#### [Short exercise]
Find "Exercise. Spot the construction" in the material below, then copy that line and every subsequent line to the end, exactly.
-- -- --
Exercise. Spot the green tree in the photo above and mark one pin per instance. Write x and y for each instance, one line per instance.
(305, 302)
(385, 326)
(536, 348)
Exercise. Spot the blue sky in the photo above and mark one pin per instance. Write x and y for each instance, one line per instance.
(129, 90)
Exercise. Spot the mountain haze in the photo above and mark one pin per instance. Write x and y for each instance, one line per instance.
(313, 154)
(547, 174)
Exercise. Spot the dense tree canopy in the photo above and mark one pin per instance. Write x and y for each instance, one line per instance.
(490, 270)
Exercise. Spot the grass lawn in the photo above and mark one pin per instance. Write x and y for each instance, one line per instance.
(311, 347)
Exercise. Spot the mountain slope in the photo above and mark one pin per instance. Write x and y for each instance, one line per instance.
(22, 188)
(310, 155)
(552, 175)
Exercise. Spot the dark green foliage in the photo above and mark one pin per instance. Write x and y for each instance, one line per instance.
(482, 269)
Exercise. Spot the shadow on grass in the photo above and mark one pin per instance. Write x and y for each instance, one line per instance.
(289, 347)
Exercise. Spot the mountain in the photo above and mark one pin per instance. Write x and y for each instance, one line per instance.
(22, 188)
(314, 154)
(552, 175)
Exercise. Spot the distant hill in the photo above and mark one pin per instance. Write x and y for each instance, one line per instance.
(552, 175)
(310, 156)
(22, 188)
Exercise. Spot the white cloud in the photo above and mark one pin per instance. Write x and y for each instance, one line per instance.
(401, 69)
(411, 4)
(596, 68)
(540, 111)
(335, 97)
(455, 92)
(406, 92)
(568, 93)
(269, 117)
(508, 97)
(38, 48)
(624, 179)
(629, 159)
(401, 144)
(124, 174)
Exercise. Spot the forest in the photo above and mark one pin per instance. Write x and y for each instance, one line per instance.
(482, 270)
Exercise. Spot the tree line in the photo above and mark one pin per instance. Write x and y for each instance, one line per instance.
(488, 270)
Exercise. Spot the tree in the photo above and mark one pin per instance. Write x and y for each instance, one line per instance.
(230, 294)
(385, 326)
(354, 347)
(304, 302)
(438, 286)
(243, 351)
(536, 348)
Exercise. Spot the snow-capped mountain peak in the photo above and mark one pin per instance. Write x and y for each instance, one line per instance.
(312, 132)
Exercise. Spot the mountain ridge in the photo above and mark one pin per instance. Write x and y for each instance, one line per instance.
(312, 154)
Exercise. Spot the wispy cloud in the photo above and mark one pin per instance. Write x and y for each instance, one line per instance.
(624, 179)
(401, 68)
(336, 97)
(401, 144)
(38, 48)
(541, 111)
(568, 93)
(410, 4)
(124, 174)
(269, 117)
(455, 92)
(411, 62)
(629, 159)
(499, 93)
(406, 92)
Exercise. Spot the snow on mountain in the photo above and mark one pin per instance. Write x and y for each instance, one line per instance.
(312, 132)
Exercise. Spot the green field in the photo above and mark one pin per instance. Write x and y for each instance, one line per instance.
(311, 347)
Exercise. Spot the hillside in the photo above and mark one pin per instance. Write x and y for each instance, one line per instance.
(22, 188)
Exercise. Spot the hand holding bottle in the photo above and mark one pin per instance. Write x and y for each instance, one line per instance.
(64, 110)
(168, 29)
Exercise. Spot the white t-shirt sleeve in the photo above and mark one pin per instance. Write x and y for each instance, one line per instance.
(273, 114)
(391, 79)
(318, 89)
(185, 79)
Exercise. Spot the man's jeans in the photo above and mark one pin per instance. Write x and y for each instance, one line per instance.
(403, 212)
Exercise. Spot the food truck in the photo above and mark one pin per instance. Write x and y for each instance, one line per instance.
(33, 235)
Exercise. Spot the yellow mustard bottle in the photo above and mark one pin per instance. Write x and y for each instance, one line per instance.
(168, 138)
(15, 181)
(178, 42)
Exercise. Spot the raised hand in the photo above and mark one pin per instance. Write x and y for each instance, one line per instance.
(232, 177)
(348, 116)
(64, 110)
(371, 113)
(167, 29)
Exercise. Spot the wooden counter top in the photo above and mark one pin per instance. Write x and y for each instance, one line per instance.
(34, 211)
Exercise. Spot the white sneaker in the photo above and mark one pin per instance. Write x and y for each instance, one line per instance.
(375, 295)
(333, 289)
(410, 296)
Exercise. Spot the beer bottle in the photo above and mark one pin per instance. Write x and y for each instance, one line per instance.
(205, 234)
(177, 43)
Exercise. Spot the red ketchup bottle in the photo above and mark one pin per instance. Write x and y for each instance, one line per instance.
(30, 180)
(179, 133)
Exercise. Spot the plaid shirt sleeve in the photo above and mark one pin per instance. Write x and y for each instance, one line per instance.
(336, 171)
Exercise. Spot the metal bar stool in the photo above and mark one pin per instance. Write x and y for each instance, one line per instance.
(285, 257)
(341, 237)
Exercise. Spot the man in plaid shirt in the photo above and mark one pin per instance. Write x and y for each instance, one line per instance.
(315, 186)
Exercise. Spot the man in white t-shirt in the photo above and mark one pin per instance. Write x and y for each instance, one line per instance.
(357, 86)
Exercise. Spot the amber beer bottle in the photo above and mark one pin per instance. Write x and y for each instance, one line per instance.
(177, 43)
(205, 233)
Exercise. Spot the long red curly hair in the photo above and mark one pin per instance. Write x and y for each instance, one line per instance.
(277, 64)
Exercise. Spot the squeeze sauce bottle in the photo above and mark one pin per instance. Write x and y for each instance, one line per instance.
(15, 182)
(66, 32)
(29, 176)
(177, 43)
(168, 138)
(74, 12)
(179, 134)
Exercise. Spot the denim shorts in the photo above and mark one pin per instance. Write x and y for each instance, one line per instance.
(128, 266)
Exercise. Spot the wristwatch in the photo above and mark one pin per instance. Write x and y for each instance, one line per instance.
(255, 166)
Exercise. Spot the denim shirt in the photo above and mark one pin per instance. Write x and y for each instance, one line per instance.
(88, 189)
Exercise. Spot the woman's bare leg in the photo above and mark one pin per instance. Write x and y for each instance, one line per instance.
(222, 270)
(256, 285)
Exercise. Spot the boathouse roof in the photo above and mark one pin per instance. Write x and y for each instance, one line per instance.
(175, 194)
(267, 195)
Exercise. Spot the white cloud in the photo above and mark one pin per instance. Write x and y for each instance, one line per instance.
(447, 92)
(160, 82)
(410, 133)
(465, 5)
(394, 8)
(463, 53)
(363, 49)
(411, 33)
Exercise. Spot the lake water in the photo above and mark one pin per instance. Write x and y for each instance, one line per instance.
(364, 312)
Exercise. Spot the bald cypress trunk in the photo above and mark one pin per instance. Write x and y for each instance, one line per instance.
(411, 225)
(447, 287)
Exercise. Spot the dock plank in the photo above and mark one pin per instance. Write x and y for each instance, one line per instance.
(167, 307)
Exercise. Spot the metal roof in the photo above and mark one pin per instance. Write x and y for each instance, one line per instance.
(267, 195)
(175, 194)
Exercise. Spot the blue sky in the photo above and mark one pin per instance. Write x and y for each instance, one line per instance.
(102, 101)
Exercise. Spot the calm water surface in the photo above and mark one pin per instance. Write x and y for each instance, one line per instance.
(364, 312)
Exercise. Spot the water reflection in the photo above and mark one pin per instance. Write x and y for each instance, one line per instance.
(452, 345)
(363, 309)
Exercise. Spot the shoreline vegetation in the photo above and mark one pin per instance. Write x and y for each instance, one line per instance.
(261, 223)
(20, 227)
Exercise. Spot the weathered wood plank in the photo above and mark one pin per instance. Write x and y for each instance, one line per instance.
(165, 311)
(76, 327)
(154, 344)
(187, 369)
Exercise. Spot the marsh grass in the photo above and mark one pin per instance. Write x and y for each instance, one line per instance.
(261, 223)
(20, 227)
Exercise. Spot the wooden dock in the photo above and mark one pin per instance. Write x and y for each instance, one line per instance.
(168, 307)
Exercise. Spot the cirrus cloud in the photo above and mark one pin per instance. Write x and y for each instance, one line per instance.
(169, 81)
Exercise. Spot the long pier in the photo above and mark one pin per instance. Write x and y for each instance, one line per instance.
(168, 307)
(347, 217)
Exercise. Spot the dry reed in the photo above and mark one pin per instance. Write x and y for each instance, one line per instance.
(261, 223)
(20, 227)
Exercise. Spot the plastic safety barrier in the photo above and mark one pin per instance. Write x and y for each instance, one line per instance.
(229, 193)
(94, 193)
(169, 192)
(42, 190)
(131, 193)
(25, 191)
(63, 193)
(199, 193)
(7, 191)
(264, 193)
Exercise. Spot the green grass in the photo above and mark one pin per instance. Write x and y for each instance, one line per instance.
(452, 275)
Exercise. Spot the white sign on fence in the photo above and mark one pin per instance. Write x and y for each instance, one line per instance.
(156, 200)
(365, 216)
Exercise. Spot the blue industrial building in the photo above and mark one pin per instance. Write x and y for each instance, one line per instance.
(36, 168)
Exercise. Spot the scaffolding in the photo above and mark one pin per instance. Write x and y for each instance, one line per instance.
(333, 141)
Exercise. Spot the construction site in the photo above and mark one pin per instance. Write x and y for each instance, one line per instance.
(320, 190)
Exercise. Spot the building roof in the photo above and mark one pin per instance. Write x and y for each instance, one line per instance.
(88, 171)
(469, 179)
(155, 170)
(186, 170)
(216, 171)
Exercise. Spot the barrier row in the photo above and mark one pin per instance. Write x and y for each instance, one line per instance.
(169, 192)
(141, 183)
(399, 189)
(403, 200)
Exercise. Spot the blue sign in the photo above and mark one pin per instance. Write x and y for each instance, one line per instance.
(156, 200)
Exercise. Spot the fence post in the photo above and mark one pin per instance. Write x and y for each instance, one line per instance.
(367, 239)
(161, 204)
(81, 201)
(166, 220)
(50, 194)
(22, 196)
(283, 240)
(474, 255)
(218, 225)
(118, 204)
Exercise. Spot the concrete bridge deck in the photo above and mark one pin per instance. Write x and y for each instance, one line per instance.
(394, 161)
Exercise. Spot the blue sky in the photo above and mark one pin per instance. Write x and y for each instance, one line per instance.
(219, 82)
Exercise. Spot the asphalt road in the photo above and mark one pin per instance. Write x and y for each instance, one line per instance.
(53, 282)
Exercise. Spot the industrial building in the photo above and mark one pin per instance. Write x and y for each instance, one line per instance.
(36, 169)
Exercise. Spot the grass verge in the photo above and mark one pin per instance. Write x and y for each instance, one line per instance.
-- -- --
#### [Result]
Exercise. Spot the construction site in the photo above and mark one pin per instance. Write x and y for each instance, one line per instance.
(320, 190)
Exercise. Spot the building roof in the photo above and mark one pin per instance. Write x and y for each instance, one line per instance.
(88, 171)
(469, 179)
(155, 170)
(186, 170)
(216, 171)
Exercise. Spot the barrier row in the photo above and mark one pin per instance. Write x and y for each instance, one line per instance.
(169, 192)
(141, 183)
(399, 189)
(403, 200)
Exercise. Spot the blue sign in the photo above and mark one pin per instance. Write x and y for each instance, one line per instance.
(156, 200)
Exercise. Spot the fence post in the photo above and mark one pin per instance. Write x and y for each instance, one line per instance.
(367, 239)
(161, 204)
(81, 201)
(166, 220)
(50, 194)
(22, 196)
(283, 240)
(474, 255)
(218, 225)
(118, 204)
Exercise. Spot the concrete bridge deck in the photo above and mark one pin per instance. Write x and y for each instance, one line per instance.
(394, 161)
Exercise. Spot the blue sky in the photo above and mark one pin per instance. Write x and y for each instance, one line per instance.
(219, 82)
Exercise. Spot the asphalt road in the photo above and mark one pin per instance. Write x and y for each instance, one line per instance.
(53, 282)
Exercise. Spot the industrial building in the photo above and mark one pin per instance. Write x and y for each instance, one line per instance.
(36, 169)
Exercise. Spot the grass verge in the photo above and mark one pin per instance. Write x and y for each instance, one line per instance.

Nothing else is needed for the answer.